Text provided section start

I am trying to evaluate $\int_C \vec F \cdot d \vec r$ where
$\vec F = <2y,xz,x+y>$ and $C$ is the intersection of $x^2+y^2=1$ and $z=y+2$.
I believe that $$curl \vec F = <1-x, -1, z-2> $$
The surface is an ellipse, on the plane $z=y+2$ so the unit normal vector should be
$$\vec n = \frac{1}{\sqrt{2}}<0,-1,1>$$
because the dot product is $\frac{1}{\sqrt 2} \left(z-1\right)$ I am thinking that we are to evaluate
$$\int \int_S \frac{1}{\sqrt 2} \left(z-1\right) dS$$
I used $x= \cos\theta, \space y= \sin\theta, z=z$ to evaluate this and got the expression
$$\frac{1}{\sqrt2} \int_0^{2\pi} \int_1^3 z-1 \space dz d\theta$$
where I got $4\sqrt{2}\pi$.
Supposedly the answer should be $\pi$.
Can any one help with what my error is?
Your curl is correct, as is your normal vector and your dot product. The problem I believe is in the integral; I'm not sure where you got that integral or those limits.
The area below the ellipse is the unit circle. With the factor of $\sqrt{2}$ converting $dS$ to $dA$, I would have expected $$ \int_{0}^{2\pi} \int_{0}^{1}(1 + r sin {\theta})r dr d\theta$$ which gives $$ \int_{0}^{2\pi} \frac{1}{2} + \frac{1}{6}sin {\theta} d\theta = \pi$$

Text provided section end
Exercise input section start

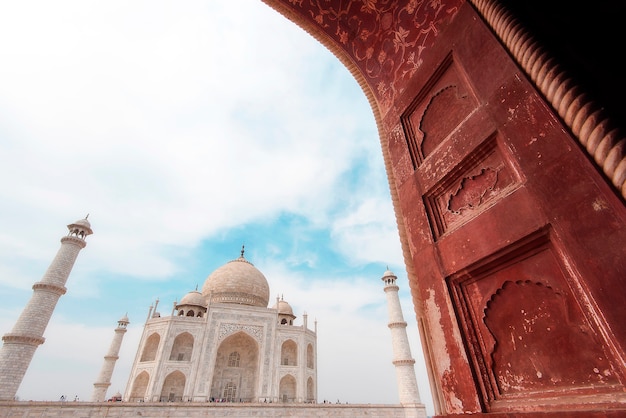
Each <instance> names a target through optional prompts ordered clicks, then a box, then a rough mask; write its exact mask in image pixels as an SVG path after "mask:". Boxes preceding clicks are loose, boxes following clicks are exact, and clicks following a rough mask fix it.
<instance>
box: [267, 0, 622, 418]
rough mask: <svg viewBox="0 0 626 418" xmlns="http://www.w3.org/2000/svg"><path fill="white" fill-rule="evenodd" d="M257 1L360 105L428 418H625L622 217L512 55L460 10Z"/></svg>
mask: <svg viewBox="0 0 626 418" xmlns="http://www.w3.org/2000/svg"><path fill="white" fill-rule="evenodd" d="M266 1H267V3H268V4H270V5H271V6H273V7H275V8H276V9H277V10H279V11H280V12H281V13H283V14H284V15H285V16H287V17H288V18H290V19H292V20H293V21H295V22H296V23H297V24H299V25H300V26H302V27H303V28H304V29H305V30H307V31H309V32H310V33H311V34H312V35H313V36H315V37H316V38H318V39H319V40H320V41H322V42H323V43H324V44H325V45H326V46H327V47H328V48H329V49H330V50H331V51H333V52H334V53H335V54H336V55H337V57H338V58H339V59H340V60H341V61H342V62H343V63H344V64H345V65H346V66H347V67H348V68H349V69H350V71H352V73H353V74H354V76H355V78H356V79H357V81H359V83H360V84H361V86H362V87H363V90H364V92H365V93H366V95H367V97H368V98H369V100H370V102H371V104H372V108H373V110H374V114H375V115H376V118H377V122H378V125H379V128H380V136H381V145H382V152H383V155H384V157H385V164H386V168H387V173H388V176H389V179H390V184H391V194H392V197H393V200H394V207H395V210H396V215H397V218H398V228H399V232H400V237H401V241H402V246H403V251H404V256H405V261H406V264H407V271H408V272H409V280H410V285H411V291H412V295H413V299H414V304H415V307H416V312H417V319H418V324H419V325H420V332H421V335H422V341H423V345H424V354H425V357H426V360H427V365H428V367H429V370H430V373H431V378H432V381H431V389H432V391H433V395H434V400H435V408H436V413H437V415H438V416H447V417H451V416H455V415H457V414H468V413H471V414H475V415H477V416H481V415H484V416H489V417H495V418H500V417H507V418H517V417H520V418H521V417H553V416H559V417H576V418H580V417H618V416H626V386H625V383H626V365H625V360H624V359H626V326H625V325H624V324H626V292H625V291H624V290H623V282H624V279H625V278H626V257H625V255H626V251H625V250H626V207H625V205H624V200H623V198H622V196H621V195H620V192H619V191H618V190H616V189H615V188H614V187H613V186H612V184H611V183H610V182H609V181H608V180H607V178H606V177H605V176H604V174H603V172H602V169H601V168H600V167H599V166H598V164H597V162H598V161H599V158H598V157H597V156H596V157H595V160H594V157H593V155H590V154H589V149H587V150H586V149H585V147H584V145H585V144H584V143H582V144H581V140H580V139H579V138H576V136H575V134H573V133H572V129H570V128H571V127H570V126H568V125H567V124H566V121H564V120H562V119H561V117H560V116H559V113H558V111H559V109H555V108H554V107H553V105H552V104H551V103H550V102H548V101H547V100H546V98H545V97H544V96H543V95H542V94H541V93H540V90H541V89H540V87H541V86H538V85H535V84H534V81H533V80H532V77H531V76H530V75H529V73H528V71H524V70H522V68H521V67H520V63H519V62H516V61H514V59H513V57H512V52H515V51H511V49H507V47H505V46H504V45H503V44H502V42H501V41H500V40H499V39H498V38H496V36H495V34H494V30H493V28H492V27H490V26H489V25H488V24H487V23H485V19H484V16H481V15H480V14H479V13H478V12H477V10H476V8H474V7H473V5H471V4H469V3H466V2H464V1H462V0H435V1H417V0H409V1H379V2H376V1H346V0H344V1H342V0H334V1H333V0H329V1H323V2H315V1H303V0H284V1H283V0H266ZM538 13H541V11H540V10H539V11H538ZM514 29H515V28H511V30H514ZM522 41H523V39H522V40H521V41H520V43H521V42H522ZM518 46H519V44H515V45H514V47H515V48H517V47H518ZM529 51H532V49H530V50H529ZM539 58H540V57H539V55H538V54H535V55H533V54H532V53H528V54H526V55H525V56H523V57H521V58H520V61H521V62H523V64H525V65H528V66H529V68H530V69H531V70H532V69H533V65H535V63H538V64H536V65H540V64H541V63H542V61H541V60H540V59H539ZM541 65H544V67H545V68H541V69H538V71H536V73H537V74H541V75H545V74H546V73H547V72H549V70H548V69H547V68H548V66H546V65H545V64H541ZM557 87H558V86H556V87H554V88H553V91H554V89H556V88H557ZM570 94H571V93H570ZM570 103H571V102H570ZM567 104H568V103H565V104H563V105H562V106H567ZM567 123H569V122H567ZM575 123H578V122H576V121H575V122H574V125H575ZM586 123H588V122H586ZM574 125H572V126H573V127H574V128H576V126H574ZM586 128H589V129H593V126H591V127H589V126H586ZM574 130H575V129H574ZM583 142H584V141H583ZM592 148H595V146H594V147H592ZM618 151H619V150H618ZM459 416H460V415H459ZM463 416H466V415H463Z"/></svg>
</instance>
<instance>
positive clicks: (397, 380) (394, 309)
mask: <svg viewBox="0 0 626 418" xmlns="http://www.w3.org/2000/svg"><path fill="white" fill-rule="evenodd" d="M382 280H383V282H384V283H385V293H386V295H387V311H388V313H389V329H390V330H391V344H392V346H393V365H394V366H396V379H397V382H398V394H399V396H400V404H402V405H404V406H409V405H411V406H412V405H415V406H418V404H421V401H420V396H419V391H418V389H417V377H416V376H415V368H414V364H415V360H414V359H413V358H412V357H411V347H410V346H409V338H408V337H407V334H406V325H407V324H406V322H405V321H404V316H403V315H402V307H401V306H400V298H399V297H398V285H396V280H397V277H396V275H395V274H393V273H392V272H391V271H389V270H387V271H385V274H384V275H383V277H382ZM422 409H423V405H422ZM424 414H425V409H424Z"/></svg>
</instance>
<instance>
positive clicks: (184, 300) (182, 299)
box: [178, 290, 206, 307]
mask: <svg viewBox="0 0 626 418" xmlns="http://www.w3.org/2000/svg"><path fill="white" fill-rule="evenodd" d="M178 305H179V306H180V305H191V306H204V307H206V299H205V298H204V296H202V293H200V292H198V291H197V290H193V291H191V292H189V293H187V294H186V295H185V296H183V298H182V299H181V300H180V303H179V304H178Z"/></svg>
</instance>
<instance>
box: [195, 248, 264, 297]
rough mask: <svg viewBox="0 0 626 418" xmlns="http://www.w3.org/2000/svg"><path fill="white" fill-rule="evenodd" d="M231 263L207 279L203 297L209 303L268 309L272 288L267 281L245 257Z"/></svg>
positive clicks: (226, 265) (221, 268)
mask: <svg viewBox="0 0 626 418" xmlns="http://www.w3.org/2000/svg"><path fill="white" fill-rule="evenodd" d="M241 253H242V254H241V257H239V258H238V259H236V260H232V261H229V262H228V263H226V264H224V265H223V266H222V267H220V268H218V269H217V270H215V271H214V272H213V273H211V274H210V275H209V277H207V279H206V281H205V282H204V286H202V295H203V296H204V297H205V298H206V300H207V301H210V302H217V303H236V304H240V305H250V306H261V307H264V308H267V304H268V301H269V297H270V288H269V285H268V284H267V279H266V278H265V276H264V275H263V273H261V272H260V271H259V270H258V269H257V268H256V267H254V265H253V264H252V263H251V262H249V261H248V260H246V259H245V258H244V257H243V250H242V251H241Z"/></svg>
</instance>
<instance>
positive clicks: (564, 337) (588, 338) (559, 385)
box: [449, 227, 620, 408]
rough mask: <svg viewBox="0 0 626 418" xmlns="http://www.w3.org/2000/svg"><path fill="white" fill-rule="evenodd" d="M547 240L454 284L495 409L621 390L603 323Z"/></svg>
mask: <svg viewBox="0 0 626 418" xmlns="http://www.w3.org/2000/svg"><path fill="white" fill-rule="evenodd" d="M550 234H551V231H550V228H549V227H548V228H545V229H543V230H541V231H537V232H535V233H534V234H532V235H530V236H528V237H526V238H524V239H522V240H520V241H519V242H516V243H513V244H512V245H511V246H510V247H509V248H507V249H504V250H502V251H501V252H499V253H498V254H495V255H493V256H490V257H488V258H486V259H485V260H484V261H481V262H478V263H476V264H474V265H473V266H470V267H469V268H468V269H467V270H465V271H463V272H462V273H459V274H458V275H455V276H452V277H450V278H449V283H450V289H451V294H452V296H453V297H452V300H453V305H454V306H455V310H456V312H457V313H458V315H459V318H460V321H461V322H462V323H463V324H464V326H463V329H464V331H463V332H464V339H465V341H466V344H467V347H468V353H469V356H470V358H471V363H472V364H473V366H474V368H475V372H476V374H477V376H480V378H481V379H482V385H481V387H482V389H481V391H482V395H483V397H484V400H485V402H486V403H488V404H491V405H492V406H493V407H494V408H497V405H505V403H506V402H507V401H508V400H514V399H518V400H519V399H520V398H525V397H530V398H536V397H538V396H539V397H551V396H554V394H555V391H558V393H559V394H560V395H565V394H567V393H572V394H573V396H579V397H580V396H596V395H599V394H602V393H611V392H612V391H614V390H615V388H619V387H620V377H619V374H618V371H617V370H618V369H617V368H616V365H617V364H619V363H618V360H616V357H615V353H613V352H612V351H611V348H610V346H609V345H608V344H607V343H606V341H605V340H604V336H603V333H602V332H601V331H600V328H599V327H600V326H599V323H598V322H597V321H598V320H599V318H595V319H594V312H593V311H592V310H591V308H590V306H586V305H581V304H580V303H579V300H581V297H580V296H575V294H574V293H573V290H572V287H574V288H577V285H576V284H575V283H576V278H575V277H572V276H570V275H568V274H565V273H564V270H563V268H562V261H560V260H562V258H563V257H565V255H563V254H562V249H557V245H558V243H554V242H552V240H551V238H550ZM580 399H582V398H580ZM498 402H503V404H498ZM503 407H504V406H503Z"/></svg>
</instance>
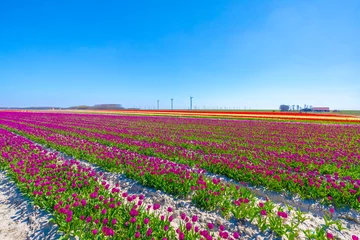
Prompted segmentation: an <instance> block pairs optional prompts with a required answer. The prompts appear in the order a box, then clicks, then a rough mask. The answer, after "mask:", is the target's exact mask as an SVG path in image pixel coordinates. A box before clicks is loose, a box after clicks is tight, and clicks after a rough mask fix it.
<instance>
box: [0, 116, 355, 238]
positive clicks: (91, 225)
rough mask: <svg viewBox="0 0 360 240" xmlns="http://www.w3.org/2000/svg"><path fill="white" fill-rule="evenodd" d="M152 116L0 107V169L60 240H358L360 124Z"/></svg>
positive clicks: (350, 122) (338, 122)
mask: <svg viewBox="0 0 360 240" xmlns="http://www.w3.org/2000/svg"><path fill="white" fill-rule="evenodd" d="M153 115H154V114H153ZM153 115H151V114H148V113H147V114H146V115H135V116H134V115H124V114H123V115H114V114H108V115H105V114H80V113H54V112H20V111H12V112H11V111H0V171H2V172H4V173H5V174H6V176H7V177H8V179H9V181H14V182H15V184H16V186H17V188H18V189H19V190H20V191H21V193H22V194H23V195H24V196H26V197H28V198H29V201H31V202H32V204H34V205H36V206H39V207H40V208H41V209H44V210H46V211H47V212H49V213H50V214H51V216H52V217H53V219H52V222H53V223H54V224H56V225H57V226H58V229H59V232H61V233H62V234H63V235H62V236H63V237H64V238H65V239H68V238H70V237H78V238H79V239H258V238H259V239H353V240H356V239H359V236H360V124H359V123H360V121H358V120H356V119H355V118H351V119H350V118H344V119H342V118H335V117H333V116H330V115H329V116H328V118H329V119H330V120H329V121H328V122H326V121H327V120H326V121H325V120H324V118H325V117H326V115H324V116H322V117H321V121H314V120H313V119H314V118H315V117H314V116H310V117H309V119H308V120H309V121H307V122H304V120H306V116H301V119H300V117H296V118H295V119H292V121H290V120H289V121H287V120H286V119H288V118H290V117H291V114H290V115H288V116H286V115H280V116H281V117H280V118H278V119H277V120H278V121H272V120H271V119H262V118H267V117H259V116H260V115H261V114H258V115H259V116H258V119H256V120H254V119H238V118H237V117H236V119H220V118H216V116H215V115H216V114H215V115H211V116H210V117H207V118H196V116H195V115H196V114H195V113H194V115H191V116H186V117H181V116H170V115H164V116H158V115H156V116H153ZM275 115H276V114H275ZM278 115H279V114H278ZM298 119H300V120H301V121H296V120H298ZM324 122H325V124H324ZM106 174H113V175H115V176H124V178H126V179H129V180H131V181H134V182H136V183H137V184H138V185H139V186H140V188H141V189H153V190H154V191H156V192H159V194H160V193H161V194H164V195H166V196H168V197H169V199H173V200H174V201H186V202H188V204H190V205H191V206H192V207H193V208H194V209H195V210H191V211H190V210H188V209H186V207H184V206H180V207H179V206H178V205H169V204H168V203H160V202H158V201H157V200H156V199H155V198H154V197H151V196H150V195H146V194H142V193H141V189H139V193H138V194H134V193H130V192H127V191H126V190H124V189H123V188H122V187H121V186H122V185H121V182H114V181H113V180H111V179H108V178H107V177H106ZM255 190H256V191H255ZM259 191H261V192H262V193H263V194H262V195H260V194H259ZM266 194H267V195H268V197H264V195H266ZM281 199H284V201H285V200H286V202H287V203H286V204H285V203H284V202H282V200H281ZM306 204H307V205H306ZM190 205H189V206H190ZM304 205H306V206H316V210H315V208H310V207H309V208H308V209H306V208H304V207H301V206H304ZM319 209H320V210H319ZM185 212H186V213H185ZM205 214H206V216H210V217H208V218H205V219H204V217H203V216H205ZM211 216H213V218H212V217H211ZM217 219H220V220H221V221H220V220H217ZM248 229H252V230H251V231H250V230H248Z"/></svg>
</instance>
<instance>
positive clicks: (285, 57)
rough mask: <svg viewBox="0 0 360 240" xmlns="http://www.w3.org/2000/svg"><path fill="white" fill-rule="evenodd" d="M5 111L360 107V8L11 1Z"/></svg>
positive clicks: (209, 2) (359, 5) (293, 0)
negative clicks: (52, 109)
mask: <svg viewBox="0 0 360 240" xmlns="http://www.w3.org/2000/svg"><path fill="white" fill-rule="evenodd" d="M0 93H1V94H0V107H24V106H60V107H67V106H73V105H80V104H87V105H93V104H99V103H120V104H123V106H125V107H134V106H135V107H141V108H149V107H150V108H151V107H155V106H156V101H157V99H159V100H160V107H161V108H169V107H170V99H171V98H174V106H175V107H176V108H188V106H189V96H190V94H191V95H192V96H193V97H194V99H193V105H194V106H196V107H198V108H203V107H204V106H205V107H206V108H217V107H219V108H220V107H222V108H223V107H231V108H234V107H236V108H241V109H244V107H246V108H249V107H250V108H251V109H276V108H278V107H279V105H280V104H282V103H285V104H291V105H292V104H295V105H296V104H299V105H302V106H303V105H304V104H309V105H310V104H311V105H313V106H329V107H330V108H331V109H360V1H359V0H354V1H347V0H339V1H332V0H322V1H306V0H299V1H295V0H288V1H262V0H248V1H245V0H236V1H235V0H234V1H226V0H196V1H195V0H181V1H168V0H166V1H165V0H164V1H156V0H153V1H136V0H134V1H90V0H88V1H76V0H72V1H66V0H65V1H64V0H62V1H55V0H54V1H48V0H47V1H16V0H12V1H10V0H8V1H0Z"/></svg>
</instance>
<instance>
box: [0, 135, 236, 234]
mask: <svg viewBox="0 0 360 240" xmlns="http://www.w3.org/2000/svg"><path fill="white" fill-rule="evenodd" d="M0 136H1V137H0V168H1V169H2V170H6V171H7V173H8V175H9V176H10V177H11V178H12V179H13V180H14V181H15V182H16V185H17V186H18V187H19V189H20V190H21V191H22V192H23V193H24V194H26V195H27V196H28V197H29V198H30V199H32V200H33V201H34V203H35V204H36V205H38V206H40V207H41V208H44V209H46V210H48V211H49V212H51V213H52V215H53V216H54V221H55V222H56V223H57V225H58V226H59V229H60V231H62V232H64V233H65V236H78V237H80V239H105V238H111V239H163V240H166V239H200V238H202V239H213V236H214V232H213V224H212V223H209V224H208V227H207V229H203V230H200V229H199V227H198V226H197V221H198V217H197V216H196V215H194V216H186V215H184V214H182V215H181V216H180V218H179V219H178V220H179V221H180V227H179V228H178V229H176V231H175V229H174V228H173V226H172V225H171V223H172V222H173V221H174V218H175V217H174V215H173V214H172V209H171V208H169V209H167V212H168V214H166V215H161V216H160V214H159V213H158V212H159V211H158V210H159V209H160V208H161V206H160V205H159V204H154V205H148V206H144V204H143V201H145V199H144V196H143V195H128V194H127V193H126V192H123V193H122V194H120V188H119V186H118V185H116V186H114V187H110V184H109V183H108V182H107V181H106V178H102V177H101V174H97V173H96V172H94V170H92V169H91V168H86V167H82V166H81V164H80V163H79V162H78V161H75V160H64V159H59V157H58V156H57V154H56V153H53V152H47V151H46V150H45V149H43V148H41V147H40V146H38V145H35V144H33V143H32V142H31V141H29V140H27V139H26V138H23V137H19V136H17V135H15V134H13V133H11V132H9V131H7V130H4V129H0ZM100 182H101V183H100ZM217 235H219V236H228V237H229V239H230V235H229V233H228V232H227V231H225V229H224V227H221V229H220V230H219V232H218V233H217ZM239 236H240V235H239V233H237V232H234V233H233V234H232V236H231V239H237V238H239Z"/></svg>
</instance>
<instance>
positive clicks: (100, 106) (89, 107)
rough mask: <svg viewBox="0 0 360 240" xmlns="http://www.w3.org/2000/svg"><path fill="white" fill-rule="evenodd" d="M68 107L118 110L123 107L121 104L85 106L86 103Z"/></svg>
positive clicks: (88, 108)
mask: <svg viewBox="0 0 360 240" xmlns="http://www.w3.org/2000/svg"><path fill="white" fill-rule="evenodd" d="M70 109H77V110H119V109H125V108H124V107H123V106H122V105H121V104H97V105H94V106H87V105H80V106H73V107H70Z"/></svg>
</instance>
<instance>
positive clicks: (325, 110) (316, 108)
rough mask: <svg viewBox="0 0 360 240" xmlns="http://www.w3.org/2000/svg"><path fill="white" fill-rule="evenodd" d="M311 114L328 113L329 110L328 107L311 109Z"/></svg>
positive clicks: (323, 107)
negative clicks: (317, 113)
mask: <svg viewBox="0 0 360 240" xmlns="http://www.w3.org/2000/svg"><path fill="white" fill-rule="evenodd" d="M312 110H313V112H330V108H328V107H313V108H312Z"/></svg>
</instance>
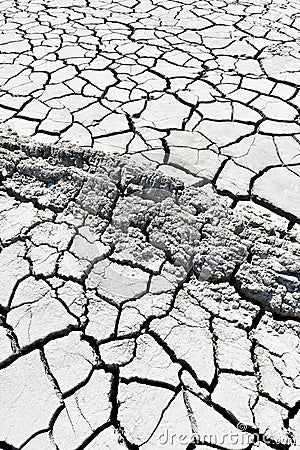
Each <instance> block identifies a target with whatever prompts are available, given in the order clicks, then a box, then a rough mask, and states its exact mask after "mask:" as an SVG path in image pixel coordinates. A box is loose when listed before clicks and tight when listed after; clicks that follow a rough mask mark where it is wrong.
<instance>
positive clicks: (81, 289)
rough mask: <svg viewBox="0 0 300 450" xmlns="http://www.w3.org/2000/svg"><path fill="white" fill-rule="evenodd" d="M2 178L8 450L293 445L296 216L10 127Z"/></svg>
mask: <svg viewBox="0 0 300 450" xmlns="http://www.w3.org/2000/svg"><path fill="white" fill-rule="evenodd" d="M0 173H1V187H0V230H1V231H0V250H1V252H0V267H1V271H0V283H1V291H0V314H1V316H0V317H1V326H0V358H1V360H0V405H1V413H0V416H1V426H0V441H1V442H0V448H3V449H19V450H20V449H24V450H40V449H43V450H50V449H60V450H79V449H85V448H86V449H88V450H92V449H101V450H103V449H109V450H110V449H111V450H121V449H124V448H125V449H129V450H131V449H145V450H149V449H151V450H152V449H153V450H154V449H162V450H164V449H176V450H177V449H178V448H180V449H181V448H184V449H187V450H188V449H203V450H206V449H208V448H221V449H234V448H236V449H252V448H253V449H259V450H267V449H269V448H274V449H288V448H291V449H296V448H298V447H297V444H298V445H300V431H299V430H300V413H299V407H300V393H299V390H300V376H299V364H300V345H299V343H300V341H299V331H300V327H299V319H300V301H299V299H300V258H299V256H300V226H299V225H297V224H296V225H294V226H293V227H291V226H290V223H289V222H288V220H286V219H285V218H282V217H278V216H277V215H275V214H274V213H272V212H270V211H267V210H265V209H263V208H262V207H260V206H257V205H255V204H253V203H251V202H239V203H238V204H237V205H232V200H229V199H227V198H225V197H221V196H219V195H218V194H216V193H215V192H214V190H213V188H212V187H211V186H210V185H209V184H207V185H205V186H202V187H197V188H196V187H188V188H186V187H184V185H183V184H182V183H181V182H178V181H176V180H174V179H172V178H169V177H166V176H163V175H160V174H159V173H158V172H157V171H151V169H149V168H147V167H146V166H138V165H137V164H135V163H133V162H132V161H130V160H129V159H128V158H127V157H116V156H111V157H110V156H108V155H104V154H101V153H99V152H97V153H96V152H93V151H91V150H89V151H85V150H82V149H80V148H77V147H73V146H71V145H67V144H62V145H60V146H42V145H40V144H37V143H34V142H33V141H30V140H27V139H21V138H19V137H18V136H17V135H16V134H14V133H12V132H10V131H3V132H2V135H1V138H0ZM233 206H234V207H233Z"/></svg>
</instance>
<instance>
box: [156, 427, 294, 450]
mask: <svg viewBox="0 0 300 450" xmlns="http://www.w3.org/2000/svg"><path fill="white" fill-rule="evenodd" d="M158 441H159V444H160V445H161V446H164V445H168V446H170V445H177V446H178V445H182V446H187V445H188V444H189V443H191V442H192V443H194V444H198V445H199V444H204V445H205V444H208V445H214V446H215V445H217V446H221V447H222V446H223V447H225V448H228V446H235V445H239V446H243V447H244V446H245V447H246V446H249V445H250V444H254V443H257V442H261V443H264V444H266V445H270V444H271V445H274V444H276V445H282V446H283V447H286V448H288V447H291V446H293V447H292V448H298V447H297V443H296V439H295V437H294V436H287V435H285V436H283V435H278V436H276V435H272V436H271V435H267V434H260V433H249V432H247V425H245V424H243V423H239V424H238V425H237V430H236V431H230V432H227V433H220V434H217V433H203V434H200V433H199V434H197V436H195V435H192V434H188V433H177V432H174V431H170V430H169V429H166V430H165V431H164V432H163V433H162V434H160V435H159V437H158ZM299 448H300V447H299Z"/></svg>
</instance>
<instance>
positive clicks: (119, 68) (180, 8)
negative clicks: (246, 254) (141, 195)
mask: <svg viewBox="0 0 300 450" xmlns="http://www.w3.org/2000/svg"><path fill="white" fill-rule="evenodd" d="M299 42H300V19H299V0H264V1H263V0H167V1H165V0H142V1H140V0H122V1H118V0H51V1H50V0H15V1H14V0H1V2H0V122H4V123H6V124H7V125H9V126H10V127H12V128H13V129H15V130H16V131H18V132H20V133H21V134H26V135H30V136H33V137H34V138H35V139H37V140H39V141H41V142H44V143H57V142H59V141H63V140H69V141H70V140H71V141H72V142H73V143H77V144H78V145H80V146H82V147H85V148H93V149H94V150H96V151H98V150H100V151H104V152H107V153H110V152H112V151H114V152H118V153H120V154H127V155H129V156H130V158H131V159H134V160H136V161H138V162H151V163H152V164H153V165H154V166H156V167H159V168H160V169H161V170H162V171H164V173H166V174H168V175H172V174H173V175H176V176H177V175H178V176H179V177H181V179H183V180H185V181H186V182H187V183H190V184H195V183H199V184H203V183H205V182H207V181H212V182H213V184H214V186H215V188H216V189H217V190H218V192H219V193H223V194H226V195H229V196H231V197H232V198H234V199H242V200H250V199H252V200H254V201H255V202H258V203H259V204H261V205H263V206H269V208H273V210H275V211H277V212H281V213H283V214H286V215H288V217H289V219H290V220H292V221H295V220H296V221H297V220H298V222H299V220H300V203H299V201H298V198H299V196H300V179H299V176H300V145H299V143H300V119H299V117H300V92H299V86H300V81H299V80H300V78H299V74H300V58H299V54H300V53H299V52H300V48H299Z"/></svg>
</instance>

Exercise input section end

→ **Brief A**
In the Stokes' theorem thread, what value is the integral supposed to have?
→ **Brief B**
Rewrite everything in the dataset entries from their start down to the line containing "box: [267, 0, 622, 418]" as a numbered list, counting both ends and skipping blank lines. Leave the pictures out.
The Stokes' theorem thread and the dataset entries come from unrelated sources.

→ **Response box A**
π

→ **Response box B**
1. Each <instance> names a target through optional prompts ordered clicks, then a box, then a rough mask; write its exact mask in image pixels as an SVG path after "mask:". Boxes preceding clicks are loose, boxes following clicks are exact, and clicks following a rough mask fix it.
2. <instance>
3. box: [267, 0, 622, 418]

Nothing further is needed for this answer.